■ TASK GOAL
Locate each line in the data that contains the word "concrete" and copy those lines.

Pointing records for named objects:
----

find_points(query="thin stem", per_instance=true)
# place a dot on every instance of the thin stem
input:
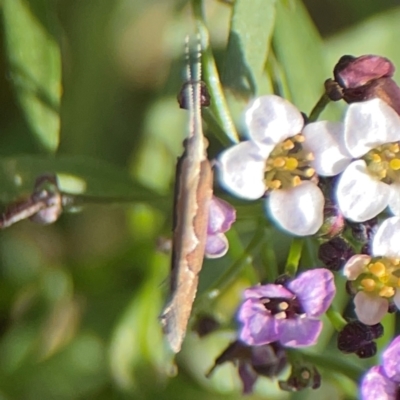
(211, 77)
(270, 262)
(294, 256)
(77, 200)
(319, 107)
(331, 363)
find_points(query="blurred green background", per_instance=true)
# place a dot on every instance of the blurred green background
(88, 91)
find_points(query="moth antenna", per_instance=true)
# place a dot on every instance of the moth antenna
(196, 83)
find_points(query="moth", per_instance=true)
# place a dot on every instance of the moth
(193, 193)
(43, 206)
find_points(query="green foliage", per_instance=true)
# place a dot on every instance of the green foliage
(92, 85)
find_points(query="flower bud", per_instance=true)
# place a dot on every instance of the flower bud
(364, 78)
(353, 72)
(357, 338)
(303, 376)
(267, 360)
(335, 253)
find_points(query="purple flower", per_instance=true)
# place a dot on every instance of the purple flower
(288, 314)
(222, 215)
(253, 361)
(382, 382)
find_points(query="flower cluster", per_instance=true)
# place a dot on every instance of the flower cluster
(334, 179)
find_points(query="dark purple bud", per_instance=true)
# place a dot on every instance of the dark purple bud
(367, 351)
(363, 231)
(385, 89)
(357, 337)
(333, 90)
(351, 72)
(283, 279)
(205, 98)
(266, 360)
(335, 253)
(392, 308)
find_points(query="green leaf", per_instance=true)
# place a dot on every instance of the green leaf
(248, 45)
(35, 65)
(77, 174)
(299, 50)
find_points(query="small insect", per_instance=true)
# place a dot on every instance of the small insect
(193, 192)
(43, 206)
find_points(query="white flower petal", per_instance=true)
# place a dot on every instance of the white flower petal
(271, 119)
(298, 210)
(326, 141)
(394, 199)
(386, 241)
(241, 170)
(370, 308)
(396, 299)
(356, 266)
(361, 197)
(370, 124)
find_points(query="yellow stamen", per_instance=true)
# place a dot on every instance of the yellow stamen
(368, 284)
(386, 291)
(288, 145)
(395, 164)
(376, 158)
(275, 184)
(309, 172)
(283, 306)
(378, 269)
(296, 181)
(382, 174)
(278, 162)
(291, 163)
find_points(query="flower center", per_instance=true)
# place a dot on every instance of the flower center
(382, 277)
(288, 164)
(282, 307)
(384, 162)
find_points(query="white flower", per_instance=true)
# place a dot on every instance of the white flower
(365, 149)
(377, 276)
(273, 161)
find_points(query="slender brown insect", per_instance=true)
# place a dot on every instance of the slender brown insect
(193, 192)
(43, 206)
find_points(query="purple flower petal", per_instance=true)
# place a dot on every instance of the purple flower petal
(216, 245)
(391, 357)
(375, 385)
(221, 216)
(267, 291)
(315, 289)
(299, 332)
(259, 326)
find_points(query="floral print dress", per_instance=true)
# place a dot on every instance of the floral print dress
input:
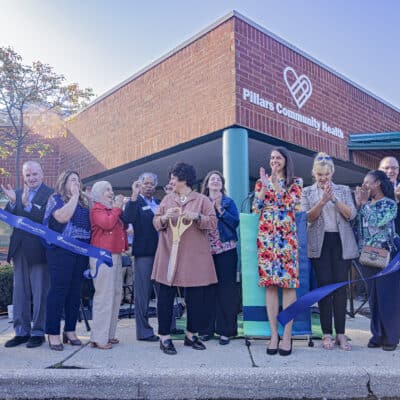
(278, 260)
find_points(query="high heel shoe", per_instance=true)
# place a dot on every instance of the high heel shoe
(56, 347)
(107, 346)
(272, 352)
(283, 352)
(72, 342)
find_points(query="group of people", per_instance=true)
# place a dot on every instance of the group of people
(188, 241)
(165, 258)
(333, 241)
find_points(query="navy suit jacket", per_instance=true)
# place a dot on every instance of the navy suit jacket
(20, 240)
(145, 237)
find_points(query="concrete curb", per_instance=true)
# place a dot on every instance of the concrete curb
(229, 383)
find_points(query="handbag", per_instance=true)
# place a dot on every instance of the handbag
(374, 257)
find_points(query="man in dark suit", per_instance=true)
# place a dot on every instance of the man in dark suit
(139, 211)
(31, 280)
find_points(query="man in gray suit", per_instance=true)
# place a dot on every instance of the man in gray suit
(31, 280)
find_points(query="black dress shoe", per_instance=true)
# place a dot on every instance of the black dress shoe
(373, 345)
(206, 338)
(195, 343)
(16, 341)
(167, 347)
(389, 347)
(177, 331)
(283, 352)
(271, 351)
(153, 338)
(35, 341)
(224, 342)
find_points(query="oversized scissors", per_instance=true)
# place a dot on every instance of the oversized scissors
(177, 231)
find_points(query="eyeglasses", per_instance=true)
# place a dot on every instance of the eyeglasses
(320, 158)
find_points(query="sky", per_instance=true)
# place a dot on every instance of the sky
(100, 43)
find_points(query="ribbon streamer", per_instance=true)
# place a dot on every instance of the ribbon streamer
(314, 296)
(55, 238)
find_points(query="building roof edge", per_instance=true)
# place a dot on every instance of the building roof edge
(208, 29)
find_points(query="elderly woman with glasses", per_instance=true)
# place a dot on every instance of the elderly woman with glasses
(331, 244)
(67, 212)
(223, 242)
(183, 257)
(108, 232)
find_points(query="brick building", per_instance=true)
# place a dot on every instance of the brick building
(221, 100)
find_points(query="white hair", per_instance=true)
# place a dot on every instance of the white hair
(145, 175)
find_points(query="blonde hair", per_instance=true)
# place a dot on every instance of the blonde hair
(322, 161)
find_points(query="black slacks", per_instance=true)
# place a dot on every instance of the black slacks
(198, 305)
(225, 296)
(331, 268)
(384, 303)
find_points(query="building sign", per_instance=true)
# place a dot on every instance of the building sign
(300, 88)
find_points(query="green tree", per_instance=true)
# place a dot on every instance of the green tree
(34, 103)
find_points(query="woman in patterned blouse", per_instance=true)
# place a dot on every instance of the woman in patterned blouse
(277, 198)
(67, 212)
(377, 211)
(223, 242)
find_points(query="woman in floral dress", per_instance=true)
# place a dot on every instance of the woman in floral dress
(377, 211)
(277, 198)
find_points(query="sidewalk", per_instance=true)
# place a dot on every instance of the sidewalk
(139, 370)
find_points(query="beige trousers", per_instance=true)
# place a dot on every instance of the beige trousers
(106, 300)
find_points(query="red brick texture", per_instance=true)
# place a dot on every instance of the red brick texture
(198, 90)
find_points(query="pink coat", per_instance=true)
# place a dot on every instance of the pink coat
(194, 266)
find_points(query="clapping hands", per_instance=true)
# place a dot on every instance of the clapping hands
(119, 201)
(327, 193)
(9, 192)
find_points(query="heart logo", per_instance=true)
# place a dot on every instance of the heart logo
(299, 86)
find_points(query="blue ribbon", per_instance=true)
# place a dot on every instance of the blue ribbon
(55, 238)
(312, 297)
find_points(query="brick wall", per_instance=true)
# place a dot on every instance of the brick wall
(260, 63)
(198, 90)
(188, 95)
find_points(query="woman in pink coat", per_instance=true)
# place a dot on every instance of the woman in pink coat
(186, 262)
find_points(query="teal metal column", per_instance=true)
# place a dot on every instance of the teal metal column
(235, 158)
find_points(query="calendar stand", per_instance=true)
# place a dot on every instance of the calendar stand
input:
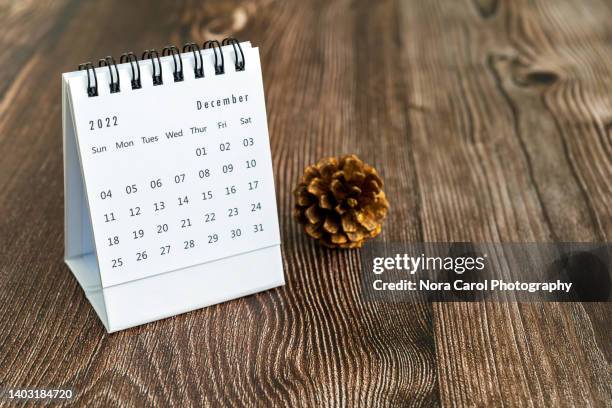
(203, 273)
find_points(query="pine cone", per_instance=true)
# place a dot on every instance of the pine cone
(340, 202)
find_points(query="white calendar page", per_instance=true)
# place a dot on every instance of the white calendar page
(178, 174)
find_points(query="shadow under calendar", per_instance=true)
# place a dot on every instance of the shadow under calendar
(169, 191)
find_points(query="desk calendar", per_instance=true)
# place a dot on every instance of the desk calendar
(169, 192)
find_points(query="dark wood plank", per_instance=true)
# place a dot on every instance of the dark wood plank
(510, 148)
(490, 121)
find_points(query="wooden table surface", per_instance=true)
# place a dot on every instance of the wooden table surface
(489, 121)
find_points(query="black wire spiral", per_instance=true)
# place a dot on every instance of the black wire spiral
(153, 56)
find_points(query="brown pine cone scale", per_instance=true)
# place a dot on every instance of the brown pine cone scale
(341, 202)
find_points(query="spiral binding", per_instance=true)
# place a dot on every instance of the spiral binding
(153, 56)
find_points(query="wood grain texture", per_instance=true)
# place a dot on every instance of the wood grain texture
(489, 121)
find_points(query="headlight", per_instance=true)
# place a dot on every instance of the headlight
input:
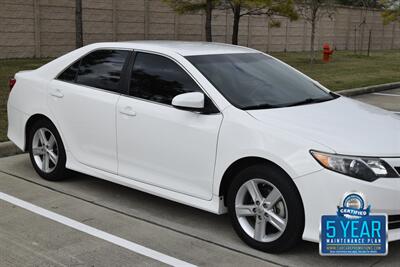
(368, 169)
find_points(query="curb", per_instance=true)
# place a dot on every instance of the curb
(9, 149)
(369, 89)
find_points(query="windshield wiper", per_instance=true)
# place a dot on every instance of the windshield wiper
(308, 101)
(260, 106)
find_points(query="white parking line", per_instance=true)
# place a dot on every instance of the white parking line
(95, 232)
(385, 94)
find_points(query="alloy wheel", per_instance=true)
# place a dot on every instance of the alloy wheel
(261, 210)
(45, 150)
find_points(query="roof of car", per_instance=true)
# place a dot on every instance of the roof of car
(183, 48)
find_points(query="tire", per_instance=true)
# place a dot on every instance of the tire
(48, 157)
(254, 223)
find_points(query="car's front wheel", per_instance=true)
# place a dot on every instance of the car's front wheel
(47, 151)
(265, 209)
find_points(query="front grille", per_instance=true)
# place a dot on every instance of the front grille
(394, 221)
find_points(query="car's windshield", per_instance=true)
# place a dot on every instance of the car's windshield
(255, 81)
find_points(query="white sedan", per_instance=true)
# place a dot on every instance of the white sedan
(218, 127)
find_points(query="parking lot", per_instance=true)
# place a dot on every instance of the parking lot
(84, 221)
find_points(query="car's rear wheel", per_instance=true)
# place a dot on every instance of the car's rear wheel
(265, 209)
(47, 151)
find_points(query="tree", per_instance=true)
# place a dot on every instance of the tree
(78, 23)
(391, 11)
(312, 11)
(190, 6)
(242, 8)
(360, 3)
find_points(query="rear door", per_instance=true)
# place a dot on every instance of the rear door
(159, 144)
(83, 99)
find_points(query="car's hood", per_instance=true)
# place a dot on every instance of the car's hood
(347, 126)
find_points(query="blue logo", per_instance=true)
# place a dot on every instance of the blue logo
(353, 206)
(353, 230)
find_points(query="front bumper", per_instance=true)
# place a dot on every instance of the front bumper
(323, 190)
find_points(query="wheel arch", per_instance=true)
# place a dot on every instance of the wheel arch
(32, 119)
(245, 162)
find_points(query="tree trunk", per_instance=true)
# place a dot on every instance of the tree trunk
(236, 20)
(78, 23)
(209, 8)
(312, 49)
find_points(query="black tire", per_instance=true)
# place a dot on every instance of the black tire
(295, 220)
(58, 172)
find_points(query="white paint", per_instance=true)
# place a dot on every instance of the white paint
(95, 232)
(385, 94)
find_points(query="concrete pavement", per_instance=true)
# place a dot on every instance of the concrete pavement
(179, 231)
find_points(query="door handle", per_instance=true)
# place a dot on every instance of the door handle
(57, 93)
(127, 111)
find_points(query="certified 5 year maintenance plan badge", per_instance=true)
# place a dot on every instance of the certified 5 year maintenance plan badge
(353, 231)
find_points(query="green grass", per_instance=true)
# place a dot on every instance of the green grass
(345, 71)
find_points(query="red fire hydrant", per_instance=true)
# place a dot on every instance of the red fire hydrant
(327, 52)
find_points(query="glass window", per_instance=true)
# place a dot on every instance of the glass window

----

■ RIGHT ANSWER
find_points(query="concrete curb", per_instance=true)
# place a dot on every instance of the concrete curb
find_points(query="concrete pavement", per_instance=true)
# place a dot on every instance of the concrete pavement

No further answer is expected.